» PROBLEM
Rewrite every line of all the records below as a JSON list of strings, one string per line, with blank lines and the pictures left out.

» RECORDS FOR THE EXERCISE
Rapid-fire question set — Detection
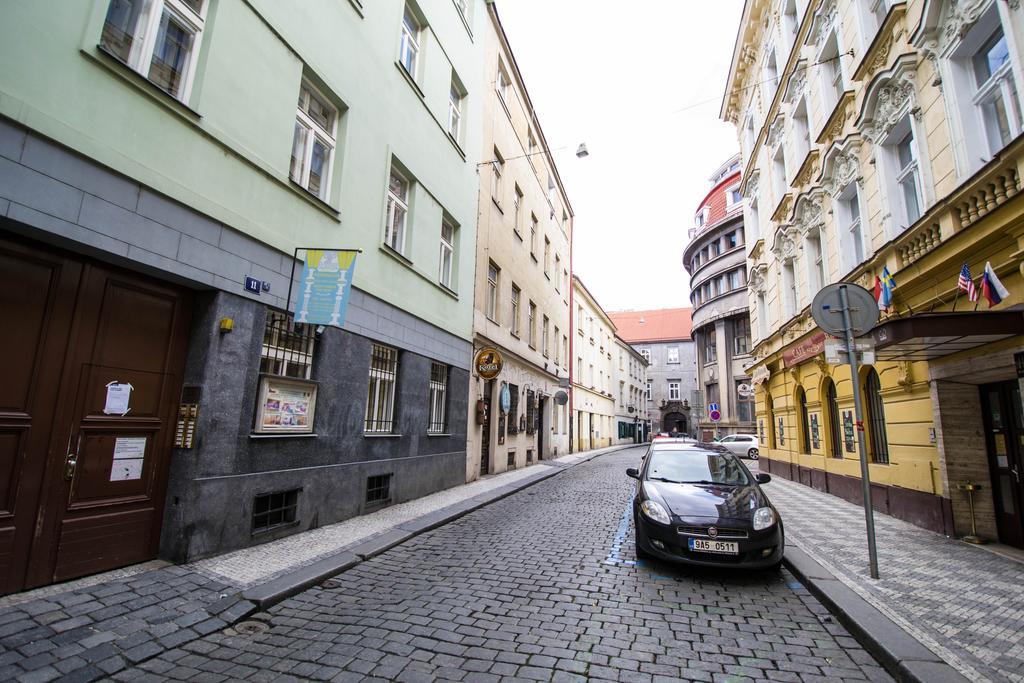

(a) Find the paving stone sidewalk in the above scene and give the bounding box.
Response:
[765,477,1024,682]
[0,446,623,682]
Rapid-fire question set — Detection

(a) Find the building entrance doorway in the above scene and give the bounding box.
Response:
[0,237,191,593]
[981,380,1024,548]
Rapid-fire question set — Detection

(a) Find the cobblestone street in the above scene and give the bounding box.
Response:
[115,449,890,681]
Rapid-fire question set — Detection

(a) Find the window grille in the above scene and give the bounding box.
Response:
[259,310,315,380]
[864,368,889,465]
[252,488,299,535]
[509,384,519,434]
[427,362,447,434]
[526,390,537,432]
[367,474,391,508]
[366,344,398,434]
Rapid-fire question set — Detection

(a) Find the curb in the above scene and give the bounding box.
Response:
[782,545,968,683]
[239,443,643,610]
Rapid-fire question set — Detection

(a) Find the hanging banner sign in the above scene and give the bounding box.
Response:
[782,332,825,368]
[295,249,358,328]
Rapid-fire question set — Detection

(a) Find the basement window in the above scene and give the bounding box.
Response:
[252,488,300,536]
[367,474,392,509]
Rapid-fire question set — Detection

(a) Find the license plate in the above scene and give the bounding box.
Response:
[689,539,739,555]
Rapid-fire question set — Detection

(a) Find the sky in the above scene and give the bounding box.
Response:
[497,0,743,311]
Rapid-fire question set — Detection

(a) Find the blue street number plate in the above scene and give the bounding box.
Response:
[690,539,739,555]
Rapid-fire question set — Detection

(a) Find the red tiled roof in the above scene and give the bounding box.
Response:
[608,308,693,344]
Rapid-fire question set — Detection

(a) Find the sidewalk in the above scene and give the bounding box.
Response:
[0,445,632,682]
[765,477,1024,681]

» ANSWER TO THIS EXERCISE
[
  "Rapid-fire question set — Detection",
  "(a) Find the paving stone sidewalk in the above scene and give the bounding box.",
  "Response:",
  "[765,477,1024,682]",
  "[0,446,623,682]",
  "Rapid-fire question set — Detection",
  "(a) Find the building entrance doorway in the above scene and give the bounding box.",
  "Response:",
  "[0,237,191,593]",
  "[981,380,1024,548]",
  "Rapid-fire question set — Detection",
  "(a) Find the cobblestone street in the above scene and give the bounding box.",
  "Response:",
  "[115,449,890,681]",
  "Rapid-fire question set — Detection",
  "(a) Find the window grille in the above scene and give the bounding box.",
  "Response:",
  "[259,310,315,380]",
  "[864,368,889,465]",
  "[252,488,299,535]",
  "[509,384,519,434]",
  "[427,362,447,434]",
  "[526,390,537,432]",
  "[367,474,391,508]",
  "[366,344,398,434]",
  "Rapid-fire question set — Detection",
  "(a) Find the curb in the above scene and give the bounding box.",
  "Response:",
  "[782,545,968,683]",
  "[239,443,643,610]",
  "Rapid-fire question set — Detection",
  "(a) Find the hanging banner sign in the above scene and give the bounding box.",
  "Response:",
  "[782,332,825,368]",
  "[295,249,358,328]",
  "Rapid-fire question set — Detection",
  "(a) Find the basement window in the above scene and give the bounding box.",
  "Response:",
  "[252,488,300,536]",
  "[367,474,392,509]",
  "Rapid-fire question set — Detection",
  "(a) Find the license plate in the above scene and give the bounding box.",
  "Response:",
  "[689,539,739,555]",
  "Rapid-fire question set — Detection",
  "(a) Find the sky in the above scene and give the bounding box.",
  "Response:",
  "[497,0,743,311]",
  "Rapid-fire question set — Detection",
  "(a) Find the blue street number plate in the above scene and give the bounding box.",
  "Response:",
  "[690,539,739,555]",
  "Rapid-fire question set — Detection",
  "(a) Find the red tiled roof in the above scene and give the bounding box.",
  "Response:",
  "[608,308,693,344]",
  "Rapid-fire question set — Detection",
  "(a) Find the sidewalk in the above scene and give the bounding box.",
  "Response:",
  "[0,445,632,682]",
  "[765,477,1024,681]"
]